▶ _To do_
Replace "keypoint" with "marker" throughout the listing below, and write out every line again with nothing else changed.

** start Stored rows **

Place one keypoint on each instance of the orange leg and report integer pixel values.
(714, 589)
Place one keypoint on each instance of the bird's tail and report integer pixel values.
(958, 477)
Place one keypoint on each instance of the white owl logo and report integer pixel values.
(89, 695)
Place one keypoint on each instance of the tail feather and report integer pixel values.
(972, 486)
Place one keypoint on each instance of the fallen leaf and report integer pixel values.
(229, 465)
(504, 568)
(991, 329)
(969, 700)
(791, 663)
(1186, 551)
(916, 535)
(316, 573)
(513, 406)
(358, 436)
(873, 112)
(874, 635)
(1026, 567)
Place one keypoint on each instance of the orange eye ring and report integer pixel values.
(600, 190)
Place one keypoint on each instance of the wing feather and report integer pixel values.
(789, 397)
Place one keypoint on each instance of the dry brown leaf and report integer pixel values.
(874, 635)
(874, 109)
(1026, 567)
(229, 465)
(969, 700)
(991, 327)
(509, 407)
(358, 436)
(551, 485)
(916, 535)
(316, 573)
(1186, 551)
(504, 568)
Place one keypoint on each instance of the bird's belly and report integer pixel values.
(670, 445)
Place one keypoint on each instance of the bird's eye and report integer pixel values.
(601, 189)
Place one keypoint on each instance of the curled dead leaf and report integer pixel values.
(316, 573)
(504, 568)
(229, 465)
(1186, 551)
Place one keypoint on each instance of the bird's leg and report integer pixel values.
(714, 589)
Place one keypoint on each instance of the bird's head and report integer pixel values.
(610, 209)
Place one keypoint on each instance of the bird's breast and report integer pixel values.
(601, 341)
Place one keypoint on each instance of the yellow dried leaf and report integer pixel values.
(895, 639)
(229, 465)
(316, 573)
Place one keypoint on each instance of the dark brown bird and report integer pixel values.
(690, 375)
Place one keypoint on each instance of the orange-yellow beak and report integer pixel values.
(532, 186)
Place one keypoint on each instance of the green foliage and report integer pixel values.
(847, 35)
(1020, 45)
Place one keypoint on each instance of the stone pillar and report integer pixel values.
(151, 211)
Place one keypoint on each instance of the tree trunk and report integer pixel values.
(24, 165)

** end Stored rows **

▶ _Solution to the exercise_
Place one marker on each instance of the orange leg and report integer pixel values.
(714, 589)
Place one marker on each instance of the bird's tail and report integer pixel values.
(958, 477)
Place one marker on each instance of the white owl logo and report integer pixel values.
(89, 695)
Place one marker on each instance of the tail feather and report integer pixel values.
(972, 486)
Place one marker on each instance of the fallen leaf and report integer pixel values.
(229, 465)
(504, 568)
(991, 329)
(969, 700)
(791, 663)
(1186, 551)
(916, 535)
(316, 573)
(513, 406)
(358, 436)
(873, 112)
(874, 635)
(1026, 567)
Place one marker on each instance of the orange eye ring and report integer pixel values.
(600, 190)
Place one marker on each instance of the wing feather and report integer pixel values.
(789, 397)
Place one marker on each instance of the dry brown leaf and report integer pixel values.
(874, 635)
(874, 109)
(1026, 567)
(229, 465)
(969, 700)
(991, 327)
(509, 407)
(358, 436)
(551, 485)
(916, 535)
(316, 573)
(1186, 551)
(504, 568)
Place one marker on each instance of the bird's belly and report integer pixel values.
(670, 445)
Place one marker on each instance of the bird's eye and report integer pixel values.
(601, 189)
Place one marker on each instance of the curled dead leaf and report integer pixel values.
(316, 573)
(504, 568)
(229, 465)
(1186, 551)
Place one marker on each instance of the bird's leg and report integer pixel values.
(714, 589)
Place one marker on each instance of the bird's head and report integer pixel values.
(610, 209)
Place one marker on each instance of the bird's breast and report integer pixel values.
(601, 341)
Place one marker on each instance of the yellow dried leaf and report integer pixel values.
(895, 639)
(229, 465)
(316, 573)
Place one marker on each instance of the dark brown bird and report integer pixel values.
(690, 375)
Place one marker on each instance of the orange-yellow beak and report integer pixel values.
(532, 186)
Place one marker on each instance of the green foliage and report integer pixel values.
(847, 35)
(1020, 45)
Place one marker on each instance of the stone pillar and report integer pixel values.
(151, 211)
Place one marker on each instance of the tree trunk and report integer pixel values.
(24, 165)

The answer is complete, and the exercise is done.